- EXCERPTED DATA -
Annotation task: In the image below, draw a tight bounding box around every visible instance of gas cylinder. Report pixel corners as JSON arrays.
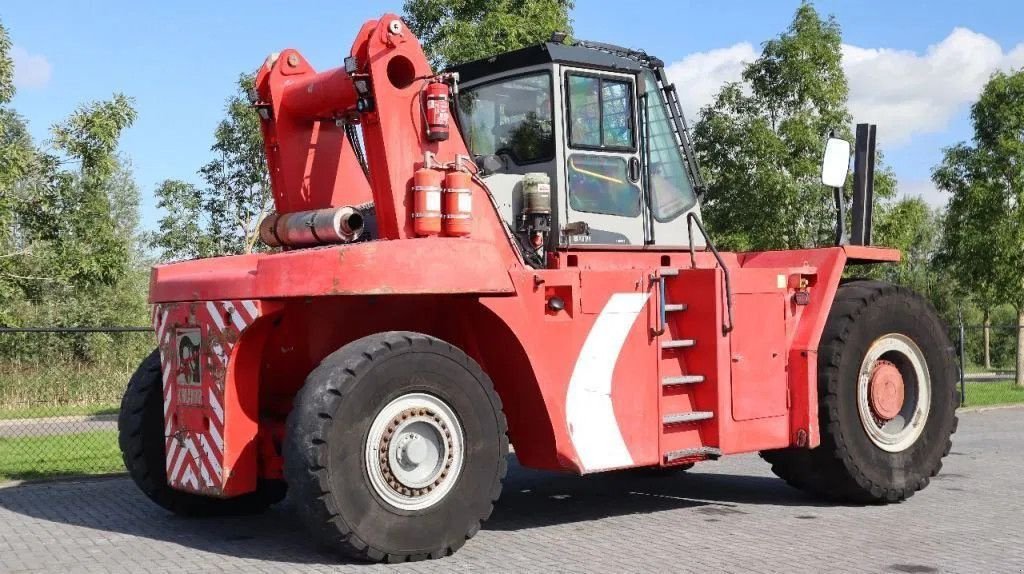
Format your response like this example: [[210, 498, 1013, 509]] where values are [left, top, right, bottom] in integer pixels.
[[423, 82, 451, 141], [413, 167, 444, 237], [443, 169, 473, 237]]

==

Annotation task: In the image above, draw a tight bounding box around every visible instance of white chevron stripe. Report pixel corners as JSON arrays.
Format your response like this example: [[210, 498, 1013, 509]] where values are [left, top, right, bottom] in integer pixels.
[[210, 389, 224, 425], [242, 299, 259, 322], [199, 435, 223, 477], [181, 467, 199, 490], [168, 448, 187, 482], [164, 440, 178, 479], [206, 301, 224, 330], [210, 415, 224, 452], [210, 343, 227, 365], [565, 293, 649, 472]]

- EXERCISE OBJECTIVE -
Report every line of the records above that contains the word "image", copying each such line in full. Case counts.

- EXPECTED OUTPUT -
Annotation task: In the image below, draw a tight bounding box around every visible instance of gas cylinder. Report pixel corners as JSON arrays.
Annotation task: In the image above, draw a tight bounding box around every visible instance of white chevron stripe. Report pixel corners as JSON arrays.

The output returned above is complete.